Problem: Reproduce the passage of the article on the Church Health Center expansion starting at "Those numbers are" and ending at "previous 5,500-quare-foot space.".

VOL. 114 | NO. 234 | Wednesday, December 6, 2000
Church Health Center celebrates expansion
Church Health Center opens expansion
By SUE PEASE
The Daily News
When entering the lobby at the Church Health Center expansion in Midtown, the pastel mural near the ceiling by a skylight is hard to miss.
At first glance, it appears more like light reflections than a painting, but a second look registers the reflections are actually three white crosses surrounded by light blue windowpanes.
The mural is located in the recently completed lobby of the clinics expansion project, an endeavor that doubles the space at the health center.
The painting is a design detail that reflects the team effort involved in the clinics addition, because it was created by one of the centers patients.
Randi Brown, a freelance artist who also teaches art, decided she wanted to give something back to the clinic.
"She decided that is what she wanted to do as a gift to us. We are finding so many of our patients turn around and give what they can to us, out of their heart," said Mary Gilleland a member of the clinics public relations department.
Construction began at this time last year when the building next door to the existing clinic, which was the Free the Children headquarters, became available.
"Obviously, with the number of uninsured in Memphis and the nation, there is always a need for what we do. We had so few exam rooms that doctors were sometimes having to work out of just two exam rooms and that is never good because they cant see as many patients that way," Betty Carson, clinic director, said.
Dentistry, optometry and pastoral counseling moved into the new building and the switch freed up space for five exam rooms at the older site.
The Church Health Center, founded at 1210 Peabody Ave. in September 1987, offers quality, affordable health care to the working poor who cannot afford insurance.
Executive Director G. Scott Morris, who is both a physician and an ordained Methodist minister, founded the center. Morris saw the need in the community and chose to fill it by following the biblical directive of caring for the sick and the poor.
It is not a free service. Patients pay on a sliding scale based on income, and office visits range from $15-$20.
"The poor dont want a hand-out," Gilleland said. "They just want something they can afford."
During first day of operation in 1987, doctors at the clinic saw about 30 patients. Today, they see about 30,000 people a year.
Those numbers are evidence of the need and underline the clinics necessity to add to their building, she said.
The clinic now encompasses 12,700 square feet more than doubling the previous 5,500-quare-foot space.
The new reception area, called the patient pavilion, is where the driveway was and it connects the clinic to its new building to the west.
Cost for the construction was about $750,000 and the support came primarily from individual donors, Carson said.
The clinic obtains no government subsidies and since 1987 has run completely on support from the community.
Inman Construction Corp. was general contractor on the project. JMGR was the architectural firm. The project took about 10 months to complete.
"There was significant contribution on the part of all the major people who worked on the project," Carson said.

[Referring expression grounding data]
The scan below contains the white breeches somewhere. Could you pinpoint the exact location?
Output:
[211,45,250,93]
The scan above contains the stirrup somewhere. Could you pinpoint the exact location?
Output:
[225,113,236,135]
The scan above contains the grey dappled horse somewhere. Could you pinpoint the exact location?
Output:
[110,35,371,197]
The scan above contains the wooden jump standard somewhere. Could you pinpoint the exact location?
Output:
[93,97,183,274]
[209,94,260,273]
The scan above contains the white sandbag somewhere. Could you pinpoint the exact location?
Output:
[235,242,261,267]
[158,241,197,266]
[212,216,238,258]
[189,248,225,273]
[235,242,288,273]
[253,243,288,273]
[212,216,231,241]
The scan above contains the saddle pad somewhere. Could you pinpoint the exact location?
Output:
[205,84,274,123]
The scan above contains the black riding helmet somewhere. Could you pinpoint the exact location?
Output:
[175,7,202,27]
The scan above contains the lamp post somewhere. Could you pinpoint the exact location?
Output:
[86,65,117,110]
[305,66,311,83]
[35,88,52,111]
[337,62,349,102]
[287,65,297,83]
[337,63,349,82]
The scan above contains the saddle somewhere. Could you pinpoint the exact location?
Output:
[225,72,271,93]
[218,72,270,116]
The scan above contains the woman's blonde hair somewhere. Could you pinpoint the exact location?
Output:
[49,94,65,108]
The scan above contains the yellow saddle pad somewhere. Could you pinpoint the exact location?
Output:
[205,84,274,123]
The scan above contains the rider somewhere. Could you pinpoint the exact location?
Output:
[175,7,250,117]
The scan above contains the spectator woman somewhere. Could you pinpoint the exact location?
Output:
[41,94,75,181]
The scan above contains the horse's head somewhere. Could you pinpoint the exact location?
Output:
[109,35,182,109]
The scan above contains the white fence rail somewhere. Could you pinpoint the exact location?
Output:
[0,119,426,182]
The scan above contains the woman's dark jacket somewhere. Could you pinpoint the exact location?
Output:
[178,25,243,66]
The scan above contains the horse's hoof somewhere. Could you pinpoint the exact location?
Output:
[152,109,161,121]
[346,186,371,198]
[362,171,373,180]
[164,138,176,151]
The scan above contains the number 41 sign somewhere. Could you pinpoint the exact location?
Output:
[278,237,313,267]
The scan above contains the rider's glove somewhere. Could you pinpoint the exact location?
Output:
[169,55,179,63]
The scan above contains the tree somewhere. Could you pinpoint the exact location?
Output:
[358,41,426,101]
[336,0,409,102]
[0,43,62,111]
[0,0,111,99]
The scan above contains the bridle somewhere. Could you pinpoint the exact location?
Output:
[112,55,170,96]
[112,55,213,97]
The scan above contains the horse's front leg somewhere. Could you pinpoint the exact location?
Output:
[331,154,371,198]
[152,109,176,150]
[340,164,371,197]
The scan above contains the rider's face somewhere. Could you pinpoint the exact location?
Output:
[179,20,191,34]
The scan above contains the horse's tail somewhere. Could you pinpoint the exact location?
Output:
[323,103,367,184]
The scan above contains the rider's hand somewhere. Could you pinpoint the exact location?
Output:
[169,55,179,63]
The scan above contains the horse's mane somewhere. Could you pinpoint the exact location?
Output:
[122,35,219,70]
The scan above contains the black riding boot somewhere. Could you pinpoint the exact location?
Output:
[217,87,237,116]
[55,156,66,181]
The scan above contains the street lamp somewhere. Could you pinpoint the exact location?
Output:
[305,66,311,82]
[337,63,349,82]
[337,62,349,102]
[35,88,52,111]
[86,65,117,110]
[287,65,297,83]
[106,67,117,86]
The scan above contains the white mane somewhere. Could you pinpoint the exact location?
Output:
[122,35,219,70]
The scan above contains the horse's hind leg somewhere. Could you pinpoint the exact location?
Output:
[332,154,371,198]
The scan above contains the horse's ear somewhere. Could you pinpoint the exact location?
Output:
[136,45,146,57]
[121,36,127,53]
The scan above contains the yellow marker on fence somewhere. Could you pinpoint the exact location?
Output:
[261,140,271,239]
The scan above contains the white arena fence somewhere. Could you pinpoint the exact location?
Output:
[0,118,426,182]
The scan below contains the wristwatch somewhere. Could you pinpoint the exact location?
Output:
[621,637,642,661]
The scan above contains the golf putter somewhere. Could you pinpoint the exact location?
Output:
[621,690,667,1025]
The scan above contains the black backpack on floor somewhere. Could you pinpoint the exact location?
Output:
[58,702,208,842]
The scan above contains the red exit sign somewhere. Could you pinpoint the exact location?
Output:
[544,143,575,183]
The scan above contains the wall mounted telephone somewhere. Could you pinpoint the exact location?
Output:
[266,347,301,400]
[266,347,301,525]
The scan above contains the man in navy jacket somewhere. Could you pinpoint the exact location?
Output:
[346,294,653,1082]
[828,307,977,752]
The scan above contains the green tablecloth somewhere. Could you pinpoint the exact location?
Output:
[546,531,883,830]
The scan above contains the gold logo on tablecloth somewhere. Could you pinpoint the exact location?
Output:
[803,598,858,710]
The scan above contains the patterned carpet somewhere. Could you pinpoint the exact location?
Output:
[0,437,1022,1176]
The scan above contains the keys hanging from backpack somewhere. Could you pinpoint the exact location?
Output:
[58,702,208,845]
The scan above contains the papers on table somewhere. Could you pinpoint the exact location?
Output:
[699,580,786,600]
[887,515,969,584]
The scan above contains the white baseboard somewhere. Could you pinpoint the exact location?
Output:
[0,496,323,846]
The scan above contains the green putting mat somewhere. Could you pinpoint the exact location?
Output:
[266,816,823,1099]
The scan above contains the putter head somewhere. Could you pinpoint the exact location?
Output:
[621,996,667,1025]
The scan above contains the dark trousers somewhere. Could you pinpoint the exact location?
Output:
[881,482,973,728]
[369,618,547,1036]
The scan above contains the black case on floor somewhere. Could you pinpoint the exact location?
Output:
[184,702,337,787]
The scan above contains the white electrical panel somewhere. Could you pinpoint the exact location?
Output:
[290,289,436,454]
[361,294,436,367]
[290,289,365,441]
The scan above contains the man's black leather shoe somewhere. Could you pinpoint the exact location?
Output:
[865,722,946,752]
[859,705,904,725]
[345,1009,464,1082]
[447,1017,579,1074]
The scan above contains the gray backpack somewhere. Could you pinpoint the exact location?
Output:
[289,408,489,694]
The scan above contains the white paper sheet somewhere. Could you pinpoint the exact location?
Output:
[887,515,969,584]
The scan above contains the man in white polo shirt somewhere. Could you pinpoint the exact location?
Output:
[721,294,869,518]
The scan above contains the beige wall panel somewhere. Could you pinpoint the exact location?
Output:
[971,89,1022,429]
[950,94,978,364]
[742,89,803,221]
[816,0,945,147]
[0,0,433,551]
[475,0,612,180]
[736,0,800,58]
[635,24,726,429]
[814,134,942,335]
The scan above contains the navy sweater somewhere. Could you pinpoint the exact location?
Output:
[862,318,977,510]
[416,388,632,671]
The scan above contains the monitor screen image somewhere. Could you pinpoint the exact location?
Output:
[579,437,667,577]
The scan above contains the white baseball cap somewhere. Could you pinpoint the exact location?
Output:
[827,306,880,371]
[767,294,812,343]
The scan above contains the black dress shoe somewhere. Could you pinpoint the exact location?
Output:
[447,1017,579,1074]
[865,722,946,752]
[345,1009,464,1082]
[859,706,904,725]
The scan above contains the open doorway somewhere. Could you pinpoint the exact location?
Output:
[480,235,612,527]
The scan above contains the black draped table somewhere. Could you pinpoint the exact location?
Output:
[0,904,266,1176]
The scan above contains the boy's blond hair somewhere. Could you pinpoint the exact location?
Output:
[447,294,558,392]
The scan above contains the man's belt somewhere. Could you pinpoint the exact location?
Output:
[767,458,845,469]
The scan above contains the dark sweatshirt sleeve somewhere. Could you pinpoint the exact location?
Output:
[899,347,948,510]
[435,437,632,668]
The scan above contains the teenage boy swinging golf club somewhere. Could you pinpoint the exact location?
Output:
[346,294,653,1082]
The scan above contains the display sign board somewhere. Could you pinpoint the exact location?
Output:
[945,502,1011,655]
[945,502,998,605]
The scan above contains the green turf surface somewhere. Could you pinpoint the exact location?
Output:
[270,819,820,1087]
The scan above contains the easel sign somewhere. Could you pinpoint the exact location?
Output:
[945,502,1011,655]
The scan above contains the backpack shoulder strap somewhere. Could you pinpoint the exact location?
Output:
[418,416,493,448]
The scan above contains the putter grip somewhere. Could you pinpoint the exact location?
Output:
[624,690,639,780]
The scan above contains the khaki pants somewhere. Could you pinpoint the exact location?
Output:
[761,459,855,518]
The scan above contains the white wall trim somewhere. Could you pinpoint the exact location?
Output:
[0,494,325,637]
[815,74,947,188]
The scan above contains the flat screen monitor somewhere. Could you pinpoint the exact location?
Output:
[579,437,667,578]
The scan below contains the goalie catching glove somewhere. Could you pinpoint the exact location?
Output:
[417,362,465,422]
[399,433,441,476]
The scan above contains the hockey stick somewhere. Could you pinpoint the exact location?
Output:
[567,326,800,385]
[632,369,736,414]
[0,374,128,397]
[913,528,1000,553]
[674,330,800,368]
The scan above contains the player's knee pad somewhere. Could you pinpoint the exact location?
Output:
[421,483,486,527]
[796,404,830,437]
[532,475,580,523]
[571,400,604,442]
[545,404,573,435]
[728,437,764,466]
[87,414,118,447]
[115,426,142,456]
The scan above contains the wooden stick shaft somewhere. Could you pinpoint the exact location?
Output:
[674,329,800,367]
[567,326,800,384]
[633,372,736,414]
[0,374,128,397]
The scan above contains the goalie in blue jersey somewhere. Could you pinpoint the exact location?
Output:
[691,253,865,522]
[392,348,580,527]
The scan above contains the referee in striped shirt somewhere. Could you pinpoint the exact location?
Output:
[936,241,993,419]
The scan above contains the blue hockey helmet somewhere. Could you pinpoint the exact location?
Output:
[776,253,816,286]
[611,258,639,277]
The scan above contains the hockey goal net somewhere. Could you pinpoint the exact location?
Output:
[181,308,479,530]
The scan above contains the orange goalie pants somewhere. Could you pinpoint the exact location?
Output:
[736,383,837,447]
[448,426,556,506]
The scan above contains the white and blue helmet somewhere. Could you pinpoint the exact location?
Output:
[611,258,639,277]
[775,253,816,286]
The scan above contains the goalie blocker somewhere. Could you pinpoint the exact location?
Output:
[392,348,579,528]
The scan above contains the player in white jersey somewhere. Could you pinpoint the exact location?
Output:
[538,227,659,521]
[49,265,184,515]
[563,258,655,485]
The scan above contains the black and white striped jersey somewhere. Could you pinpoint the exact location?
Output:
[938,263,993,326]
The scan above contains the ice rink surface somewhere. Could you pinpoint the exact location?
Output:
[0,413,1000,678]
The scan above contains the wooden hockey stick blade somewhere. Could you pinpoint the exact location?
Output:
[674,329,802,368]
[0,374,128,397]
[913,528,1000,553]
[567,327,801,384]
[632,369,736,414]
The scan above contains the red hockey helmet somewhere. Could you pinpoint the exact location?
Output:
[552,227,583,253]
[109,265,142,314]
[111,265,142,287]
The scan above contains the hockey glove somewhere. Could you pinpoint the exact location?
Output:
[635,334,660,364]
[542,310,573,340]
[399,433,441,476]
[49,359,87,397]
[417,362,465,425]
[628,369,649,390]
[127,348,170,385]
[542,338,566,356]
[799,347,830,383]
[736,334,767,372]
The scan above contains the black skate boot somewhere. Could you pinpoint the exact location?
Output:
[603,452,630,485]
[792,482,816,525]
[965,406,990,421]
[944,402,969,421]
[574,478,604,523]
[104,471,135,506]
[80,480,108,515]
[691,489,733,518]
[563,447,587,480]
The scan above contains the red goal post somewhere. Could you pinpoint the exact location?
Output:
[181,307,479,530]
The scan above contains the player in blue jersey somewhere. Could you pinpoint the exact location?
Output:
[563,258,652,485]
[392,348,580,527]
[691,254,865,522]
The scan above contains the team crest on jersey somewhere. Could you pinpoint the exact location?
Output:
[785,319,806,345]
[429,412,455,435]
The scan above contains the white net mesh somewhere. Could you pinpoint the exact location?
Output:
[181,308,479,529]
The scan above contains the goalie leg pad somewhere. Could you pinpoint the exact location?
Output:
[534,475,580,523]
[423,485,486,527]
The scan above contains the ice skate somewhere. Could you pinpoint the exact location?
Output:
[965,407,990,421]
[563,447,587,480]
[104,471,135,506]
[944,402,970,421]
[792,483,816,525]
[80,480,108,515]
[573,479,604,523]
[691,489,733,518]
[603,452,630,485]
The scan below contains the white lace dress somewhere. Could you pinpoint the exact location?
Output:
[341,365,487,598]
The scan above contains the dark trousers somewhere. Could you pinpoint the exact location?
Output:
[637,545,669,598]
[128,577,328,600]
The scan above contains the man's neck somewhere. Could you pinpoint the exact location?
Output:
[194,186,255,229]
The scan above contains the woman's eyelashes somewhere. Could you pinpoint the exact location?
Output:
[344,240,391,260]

Task answer:
Those numbers are evidence of the need and underline the clinics necessity to add to their building, she said.
The clinic now encompasses 12,700 square feet more than doubling the previous 5,500-quare-foot space.